Given information →

#####

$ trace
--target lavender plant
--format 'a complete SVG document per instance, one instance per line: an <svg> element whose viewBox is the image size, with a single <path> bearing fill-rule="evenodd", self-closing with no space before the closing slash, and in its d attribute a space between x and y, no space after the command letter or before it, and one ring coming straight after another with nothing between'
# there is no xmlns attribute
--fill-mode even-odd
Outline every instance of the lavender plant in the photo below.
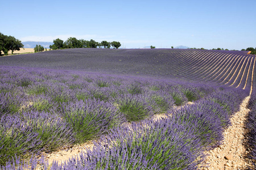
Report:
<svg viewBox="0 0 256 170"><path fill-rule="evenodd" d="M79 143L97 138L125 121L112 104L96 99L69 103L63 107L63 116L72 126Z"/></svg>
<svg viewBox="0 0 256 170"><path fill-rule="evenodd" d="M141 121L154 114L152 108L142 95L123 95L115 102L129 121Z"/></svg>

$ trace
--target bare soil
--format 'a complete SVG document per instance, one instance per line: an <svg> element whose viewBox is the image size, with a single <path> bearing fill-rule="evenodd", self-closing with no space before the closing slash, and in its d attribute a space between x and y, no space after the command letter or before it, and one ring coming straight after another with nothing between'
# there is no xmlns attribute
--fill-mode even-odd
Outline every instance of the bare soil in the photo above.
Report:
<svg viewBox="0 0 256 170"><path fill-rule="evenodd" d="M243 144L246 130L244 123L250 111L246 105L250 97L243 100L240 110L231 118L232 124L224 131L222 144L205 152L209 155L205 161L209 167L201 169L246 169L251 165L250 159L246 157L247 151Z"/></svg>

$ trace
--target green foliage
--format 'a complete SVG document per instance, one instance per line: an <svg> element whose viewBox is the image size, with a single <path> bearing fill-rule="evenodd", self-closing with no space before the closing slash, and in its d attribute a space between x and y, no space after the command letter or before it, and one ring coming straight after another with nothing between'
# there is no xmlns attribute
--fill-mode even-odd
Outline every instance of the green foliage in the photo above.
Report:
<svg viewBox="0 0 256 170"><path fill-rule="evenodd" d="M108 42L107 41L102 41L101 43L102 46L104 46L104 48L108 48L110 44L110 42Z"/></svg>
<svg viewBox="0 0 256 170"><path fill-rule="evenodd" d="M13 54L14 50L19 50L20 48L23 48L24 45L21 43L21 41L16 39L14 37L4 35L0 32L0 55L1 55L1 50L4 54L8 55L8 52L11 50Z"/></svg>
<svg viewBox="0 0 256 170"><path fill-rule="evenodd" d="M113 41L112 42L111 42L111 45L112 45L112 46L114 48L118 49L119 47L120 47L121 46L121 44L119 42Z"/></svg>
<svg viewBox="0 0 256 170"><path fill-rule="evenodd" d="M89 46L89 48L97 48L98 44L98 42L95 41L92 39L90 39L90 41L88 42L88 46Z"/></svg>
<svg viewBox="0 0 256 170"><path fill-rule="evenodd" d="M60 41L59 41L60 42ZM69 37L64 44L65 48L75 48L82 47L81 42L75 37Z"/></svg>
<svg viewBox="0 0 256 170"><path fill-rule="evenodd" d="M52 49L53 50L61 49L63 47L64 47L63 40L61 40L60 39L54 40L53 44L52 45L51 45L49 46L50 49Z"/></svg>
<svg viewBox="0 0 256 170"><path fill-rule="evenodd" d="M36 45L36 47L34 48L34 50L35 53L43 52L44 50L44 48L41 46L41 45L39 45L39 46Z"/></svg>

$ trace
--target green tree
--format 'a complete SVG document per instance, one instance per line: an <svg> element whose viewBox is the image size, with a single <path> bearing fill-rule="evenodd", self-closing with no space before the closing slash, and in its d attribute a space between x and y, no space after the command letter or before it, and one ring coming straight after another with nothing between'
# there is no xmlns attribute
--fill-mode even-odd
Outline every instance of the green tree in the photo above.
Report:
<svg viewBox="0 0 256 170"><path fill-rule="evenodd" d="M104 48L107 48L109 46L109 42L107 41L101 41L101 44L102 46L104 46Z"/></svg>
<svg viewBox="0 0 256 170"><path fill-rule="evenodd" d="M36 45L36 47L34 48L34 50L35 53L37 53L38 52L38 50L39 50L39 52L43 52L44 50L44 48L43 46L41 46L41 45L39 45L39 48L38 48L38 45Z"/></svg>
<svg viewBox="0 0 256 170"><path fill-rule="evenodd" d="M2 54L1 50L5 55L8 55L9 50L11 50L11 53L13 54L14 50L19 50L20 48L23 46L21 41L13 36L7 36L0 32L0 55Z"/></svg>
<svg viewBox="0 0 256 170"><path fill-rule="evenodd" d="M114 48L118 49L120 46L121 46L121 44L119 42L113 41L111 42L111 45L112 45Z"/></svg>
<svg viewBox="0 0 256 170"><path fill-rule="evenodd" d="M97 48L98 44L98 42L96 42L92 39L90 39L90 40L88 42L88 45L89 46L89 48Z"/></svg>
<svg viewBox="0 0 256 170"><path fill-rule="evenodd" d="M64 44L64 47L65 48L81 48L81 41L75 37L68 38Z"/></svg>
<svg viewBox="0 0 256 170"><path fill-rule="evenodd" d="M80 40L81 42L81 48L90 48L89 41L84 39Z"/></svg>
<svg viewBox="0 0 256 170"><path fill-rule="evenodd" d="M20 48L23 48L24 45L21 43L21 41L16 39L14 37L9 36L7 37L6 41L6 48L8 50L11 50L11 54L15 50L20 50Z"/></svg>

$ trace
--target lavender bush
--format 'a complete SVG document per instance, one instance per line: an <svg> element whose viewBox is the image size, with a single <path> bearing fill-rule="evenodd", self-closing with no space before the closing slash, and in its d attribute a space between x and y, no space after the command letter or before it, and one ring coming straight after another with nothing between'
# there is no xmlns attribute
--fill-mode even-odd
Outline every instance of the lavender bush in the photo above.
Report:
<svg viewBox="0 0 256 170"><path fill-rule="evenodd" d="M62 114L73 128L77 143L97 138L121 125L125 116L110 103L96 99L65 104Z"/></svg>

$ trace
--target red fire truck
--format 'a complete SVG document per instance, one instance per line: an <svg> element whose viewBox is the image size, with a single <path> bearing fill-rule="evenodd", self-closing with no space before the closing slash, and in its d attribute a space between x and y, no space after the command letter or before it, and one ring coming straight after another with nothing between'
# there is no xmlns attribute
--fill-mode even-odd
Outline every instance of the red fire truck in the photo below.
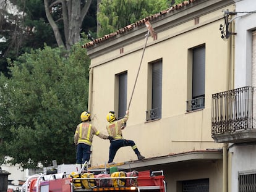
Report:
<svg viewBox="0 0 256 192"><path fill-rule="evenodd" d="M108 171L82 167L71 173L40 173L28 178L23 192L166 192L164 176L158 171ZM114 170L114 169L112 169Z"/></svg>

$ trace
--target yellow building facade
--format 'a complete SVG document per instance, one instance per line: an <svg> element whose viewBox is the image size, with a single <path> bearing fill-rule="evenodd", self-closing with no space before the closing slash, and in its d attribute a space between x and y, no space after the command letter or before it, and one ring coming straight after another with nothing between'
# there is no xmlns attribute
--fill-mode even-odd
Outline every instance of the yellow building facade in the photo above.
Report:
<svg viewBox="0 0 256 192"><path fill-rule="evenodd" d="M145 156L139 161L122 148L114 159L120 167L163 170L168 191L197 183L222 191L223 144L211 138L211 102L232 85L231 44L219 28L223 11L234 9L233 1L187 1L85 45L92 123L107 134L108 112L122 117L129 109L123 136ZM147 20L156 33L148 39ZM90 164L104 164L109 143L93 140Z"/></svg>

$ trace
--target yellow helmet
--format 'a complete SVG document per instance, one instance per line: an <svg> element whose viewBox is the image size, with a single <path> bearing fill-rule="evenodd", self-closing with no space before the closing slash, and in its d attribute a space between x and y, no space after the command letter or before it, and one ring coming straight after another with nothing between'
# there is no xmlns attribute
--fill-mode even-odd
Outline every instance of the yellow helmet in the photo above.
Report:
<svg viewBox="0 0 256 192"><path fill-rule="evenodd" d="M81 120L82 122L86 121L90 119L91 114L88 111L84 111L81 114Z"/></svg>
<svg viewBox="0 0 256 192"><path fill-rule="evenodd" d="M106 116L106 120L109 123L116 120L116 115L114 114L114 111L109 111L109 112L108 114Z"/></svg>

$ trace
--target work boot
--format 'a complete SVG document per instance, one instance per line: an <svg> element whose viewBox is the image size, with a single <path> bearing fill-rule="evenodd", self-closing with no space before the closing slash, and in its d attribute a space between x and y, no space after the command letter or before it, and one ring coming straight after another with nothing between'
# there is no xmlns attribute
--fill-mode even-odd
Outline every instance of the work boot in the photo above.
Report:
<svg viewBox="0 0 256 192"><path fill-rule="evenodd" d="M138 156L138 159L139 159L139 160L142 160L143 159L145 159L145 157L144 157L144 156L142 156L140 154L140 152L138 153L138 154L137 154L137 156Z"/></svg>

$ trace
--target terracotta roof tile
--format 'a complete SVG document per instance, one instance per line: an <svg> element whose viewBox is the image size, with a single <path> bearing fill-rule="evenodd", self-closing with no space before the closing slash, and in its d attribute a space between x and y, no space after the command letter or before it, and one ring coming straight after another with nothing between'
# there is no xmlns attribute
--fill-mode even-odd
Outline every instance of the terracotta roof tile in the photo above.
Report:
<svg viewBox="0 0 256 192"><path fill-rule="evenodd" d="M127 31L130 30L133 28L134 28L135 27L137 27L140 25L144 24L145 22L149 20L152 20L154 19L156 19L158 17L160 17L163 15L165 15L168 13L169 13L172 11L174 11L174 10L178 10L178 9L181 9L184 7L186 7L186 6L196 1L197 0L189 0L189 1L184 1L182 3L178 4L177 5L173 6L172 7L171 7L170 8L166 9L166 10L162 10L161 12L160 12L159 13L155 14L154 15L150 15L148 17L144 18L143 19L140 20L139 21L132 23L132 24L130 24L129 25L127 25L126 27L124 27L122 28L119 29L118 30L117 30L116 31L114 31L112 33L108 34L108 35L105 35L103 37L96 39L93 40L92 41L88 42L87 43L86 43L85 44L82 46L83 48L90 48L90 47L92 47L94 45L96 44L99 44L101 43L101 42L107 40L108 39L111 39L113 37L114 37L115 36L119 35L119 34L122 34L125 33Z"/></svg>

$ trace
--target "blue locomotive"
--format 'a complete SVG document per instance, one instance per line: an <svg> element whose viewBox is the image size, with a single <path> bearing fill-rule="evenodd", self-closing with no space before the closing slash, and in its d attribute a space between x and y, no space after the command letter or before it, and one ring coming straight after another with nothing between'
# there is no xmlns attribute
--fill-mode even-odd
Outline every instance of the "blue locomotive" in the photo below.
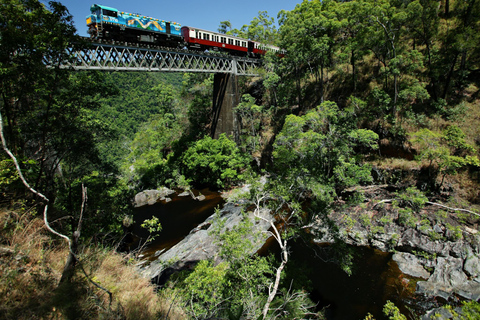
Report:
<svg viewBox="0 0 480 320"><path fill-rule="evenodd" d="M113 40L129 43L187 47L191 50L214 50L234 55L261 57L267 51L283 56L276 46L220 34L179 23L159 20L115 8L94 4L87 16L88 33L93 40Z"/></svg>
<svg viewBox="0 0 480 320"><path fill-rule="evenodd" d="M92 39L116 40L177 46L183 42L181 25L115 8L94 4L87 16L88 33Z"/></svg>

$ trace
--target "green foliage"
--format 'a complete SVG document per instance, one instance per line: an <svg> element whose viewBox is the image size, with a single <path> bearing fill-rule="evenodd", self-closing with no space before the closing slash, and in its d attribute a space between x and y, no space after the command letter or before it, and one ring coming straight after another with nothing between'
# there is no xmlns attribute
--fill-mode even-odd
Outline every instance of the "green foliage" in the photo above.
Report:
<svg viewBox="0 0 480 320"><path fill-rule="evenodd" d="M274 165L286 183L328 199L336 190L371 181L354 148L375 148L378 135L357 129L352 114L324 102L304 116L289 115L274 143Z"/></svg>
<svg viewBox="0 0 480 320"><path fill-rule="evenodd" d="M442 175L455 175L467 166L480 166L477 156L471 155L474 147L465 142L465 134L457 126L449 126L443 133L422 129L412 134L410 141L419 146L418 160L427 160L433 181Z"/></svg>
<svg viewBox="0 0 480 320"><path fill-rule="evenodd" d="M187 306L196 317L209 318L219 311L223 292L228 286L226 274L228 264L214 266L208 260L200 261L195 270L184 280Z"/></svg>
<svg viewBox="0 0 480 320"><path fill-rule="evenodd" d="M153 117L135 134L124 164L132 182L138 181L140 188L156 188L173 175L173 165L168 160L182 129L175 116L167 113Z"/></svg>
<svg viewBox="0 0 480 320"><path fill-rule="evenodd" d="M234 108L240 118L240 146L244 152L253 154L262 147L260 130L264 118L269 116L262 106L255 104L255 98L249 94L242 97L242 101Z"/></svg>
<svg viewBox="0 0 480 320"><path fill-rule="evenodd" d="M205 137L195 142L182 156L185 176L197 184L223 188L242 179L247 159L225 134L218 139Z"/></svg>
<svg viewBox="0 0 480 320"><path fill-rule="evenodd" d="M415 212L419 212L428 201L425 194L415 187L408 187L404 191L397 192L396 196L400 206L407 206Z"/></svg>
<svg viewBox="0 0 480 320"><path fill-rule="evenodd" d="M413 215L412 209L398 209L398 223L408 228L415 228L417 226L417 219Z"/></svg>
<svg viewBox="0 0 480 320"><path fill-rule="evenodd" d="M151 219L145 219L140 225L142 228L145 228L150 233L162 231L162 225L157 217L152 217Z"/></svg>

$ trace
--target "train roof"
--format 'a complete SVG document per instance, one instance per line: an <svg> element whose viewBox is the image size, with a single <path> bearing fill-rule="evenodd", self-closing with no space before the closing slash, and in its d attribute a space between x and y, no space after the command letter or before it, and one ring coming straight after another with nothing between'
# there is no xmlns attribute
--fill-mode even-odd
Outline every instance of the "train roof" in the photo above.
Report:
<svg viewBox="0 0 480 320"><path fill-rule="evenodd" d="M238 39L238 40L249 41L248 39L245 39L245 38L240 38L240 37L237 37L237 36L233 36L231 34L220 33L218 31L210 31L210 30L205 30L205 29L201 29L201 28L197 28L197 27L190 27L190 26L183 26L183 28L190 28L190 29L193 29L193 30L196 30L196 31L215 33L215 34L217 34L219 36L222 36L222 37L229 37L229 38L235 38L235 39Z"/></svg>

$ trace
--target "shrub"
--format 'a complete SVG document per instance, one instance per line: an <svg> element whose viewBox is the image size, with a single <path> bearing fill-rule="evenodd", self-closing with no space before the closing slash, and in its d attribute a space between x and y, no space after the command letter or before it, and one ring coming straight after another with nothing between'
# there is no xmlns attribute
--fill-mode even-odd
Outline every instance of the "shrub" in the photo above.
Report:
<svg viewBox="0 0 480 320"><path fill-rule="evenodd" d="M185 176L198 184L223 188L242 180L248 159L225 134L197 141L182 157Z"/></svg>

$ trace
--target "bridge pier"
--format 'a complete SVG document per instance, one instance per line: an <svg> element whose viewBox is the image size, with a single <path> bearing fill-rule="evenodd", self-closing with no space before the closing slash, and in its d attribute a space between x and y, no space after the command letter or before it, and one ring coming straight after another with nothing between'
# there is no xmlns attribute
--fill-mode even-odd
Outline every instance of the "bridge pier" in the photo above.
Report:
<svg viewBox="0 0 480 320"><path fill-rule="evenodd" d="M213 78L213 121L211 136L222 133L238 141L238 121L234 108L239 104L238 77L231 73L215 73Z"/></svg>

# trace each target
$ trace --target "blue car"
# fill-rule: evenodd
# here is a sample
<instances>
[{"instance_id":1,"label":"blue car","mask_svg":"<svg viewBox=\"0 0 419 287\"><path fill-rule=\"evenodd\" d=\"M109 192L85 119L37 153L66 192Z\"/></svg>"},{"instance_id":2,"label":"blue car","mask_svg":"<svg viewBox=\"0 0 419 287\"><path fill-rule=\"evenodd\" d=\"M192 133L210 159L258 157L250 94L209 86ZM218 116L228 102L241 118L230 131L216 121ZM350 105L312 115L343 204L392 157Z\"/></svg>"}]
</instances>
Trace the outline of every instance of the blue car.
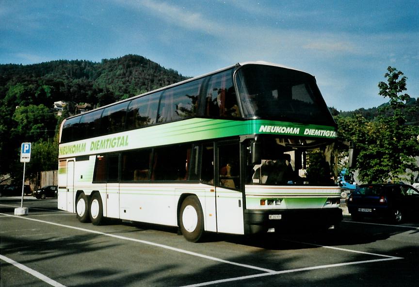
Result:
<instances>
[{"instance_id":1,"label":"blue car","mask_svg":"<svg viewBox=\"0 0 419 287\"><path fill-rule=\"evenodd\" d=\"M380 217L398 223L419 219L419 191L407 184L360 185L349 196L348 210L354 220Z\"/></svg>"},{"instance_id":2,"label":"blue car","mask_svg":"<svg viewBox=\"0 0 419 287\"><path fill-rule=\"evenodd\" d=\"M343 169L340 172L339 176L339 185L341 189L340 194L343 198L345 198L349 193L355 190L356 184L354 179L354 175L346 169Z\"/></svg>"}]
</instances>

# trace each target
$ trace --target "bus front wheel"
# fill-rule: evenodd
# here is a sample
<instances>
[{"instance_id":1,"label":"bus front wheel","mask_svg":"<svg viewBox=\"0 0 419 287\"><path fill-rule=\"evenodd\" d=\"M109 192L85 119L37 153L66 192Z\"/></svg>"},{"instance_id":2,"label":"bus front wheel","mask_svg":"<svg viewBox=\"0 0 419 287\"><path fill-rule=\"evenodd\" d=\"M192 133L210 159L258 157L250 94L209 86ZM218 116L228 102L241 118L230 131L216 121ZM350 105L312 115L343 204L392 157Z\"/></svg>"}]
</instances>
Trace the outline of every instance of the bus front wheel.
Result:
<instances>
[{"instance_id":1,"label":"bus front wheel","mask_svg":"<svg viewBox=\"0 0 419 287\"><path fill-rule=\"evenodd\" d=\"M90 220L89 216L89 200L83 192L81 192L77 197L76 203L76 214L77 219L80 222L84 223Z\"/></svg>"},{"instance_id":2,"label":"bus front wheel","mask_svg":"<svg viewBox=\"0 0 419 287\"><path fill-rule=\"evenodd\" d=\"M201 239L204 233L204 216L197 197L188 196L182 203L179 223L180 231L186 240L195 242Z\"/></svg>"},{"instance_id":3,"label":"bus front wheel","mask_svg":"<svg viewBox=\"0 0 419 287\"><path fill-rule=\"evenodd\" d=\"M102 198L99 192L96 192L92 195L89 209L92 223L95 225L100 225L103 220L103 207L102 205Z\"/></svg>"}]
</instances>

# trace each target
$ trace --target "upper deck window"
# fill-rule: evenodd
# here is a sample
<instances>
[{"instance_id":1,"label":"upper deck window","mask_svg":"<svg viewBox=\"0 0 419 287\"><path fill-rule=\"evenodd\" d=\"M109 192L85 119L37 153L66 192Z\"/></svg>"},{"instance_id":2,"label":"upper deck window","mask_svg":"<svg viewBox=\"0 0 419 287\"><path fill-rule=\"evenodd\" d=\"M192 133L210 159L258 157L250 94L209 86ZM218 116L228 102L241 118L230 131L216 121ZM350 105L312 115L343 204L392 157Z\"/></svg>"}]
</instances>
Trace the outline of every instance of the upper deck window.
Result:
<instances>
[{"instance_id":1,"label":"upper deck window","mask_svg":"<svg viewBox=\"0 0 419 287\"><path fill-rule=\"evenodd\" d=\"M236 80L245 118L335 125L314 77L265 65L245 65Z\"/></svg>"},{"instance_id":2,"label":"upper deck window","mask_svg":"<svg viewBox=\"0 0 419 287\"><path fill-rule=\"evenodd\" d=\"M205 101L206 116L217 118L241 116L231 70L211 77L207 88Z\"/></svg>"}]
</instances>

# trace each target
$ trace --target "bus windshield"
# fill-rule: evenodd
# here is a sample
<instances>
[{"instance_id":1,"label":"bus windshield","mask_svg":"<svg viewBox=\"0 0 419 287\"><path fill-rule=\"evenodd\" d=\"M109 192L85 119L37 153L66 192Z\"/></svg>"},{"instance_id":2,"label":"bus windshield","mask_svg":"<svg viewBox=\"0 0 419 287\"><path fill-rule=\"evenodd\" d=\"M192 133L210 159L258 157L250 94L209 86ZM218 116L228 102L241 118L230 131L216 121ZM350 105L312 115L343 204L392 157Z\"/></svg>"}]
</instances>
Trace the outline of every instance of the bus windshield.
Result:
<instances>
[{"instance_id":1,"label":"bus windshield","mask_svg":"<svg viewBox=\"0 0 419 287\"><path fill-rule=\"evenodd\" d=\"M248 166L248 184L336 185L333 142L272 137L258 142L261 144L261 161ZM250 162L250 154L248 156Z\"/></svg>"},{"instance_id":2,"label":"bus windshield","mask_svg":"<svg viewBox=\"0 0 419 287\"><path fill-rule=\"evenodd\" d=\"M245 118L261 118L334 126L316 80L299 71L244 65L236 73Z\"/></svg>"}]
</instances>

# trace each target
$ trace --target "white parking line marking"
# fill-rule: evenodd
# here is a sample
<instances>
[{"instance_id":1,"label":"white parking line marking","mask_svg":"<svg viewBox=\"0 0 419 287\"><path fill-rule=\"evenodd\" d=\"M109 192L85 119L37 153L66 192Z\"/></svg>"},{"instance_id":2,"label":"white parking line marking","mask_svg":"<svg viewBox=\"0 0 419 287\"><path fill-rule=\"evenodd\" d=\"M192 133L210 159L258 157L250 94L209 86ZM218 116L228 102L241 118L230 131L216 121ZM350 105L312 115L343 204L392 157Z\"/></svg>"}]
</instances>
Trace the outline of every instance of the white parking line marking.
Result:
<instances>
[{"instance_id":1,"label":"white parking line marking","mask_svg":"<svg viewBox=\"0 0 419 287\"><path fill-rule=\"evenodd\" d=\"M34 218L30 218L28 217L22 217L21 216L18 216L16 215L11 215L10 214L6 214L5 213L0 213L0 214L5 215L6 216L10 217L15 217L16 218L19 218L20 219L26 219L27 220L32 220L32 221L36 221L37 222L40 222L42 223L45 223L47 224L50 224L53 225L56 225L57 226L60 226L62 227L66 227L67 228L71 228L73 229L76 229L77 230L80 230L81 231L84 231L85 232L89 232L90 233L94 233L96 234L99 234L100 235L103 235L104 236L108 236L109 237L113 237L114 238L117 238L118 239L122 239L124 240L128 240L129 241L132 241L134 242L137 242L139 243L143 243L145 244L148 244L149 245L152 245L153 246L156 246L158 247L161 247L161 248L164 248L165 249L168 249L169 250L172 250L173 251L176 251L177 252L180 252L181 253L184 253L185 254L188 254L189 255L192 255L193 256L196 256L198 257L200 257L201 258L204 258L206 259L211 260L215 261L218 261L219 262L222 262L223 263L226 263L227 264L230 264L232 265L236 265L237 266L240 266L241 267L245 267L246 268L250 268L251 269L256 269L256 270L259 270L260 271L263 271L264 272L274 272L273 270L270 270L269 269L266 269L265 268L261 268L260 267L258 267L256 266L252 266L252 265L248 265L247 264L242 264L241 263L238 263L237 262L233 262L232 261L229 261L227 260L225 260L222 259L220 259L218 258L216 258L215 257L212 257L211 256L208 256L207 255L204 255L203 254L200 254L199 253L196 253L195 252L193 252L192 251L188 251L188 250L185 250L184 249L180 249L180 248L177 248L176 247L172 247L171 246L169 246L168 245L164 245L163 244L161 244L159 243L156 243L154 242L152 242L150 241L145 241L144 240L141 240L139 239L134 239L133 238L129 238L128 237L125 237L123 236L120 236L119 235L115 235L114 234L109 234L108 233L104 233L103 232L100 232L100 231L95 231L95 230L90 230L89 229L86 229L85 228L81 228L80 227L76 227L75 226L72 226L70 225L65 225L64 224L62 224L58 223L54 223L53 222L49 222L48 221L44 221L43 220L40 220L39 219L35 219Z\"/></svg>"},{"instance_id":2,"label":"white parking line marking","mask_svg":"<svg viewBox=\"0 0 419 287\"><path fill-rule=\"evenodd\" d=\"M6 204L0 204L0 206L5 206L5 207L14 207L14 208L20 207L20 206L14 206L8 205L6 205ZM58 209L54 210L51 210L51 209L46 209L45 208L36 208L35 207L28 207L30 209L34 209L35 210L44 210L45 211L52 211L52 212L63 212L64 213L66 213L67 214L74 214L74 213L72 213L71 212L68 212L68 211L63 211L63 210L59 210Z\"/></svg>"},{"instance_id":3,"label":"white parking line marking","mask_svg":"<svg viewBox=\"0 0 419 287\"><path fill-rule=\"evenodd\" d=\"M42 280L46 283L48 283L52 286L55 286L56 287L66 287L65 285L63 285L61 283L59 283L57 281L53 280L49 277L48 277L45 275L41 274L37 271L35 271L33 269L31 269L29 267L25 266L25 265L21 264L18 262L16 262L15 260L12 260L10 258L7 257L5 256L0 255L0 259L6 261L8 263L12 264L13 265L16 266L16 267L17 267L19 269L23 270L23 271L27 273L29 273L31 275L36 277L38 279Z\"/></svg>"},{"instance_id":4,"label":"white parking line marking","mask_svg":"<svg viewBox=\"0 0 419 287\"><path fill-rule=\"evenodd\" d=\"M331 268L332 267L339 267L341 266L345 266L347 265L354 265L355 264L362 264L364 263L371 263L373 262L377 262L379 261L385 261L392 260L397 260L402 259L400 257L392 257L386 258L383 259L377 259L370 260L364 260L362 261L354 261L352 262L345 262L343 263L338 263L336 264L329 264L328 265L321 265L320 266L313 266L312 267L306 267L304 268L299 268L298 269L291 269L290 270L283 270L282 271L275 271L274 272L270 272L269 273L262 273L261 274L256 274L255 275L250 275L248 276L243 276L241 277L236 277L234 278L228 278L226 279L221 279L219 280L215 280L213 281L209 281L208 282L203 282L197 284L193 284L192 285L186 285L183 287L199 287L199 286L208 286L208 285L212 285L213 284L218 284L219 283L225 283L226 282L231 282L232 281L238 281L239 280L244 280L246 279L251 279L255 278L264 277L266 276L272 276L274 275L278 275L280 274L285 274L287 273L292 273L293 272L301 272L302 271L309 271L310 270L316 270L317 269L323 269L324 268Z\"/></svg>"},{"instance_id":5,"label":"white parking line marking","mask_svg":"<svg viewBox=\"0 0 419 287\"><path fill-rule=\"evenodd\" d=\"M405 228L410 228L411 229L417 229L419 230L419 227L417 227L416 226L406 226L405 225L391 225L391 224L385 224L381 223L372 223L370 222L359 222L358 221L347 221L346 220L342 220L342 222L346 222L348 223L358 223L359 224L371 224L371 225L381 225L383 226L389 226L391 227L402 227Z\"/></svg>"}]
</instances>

#####

Please copy the material word for word, starting at its very first line and stopping after the line that contains "144L246 130L244 123L250", with both of those lines included. Leave the pictures out of your copy.

The completed task →
$ trace
--target lavender plant
--format 'a complete SVG document per instance, one instance per line: an <svg> element whose viewBox is the image size, with a single <path> bearing fill-rule="evenodd", self-closing with no space before the closing slash, and in its d attribute a space between x and y, no space after the command letter or before it, and one ring coming straight after another with nothing between'
# there is no xmlns attribute
--fill-mode even-odd
Outline every instance of the lavender plant in the photo below.
Report:
<svg viewBox="0 0 256 170"><path fill-rule="evenodd" d="M79 143L97 138L125 121L112 104L96 99L69 103L63 107L63 116L72 126Z"/></svg>
<svg viewBox="0 0 256 170"><path fill-rule="evenodd" d="M141 121L154 114L152 108L142 95L123 95L115 102L129 121Z"/></svg>

$ trace
--target bare soil
--format 'a complete SVG document per instance, one instance per line: an <svg> element whose viewBox is the image size, with a single <path> bearing fill-rule="evenodd", self-closing with no space before the closing slash, and in its d attribute a space between x and y, no space after the command letter or before it, and one ring coming straight after another with nothing between'
# there is no xmlns attribute
--fill-mode even-odd
Outline every instance of the bare soil in the photo above.
Report:
<svg viewBox="0 0 256 170"><path fill-rule="evenodd" d="M243 144L246 130L244 123L250 111L246 105L250 97L243 100L240 110L231 118L232 124L224 131L222 144L205 152L209 155L205 161L209 167L201 169L246 169L251 165L250 159L246 157L247 151Z"/></svg>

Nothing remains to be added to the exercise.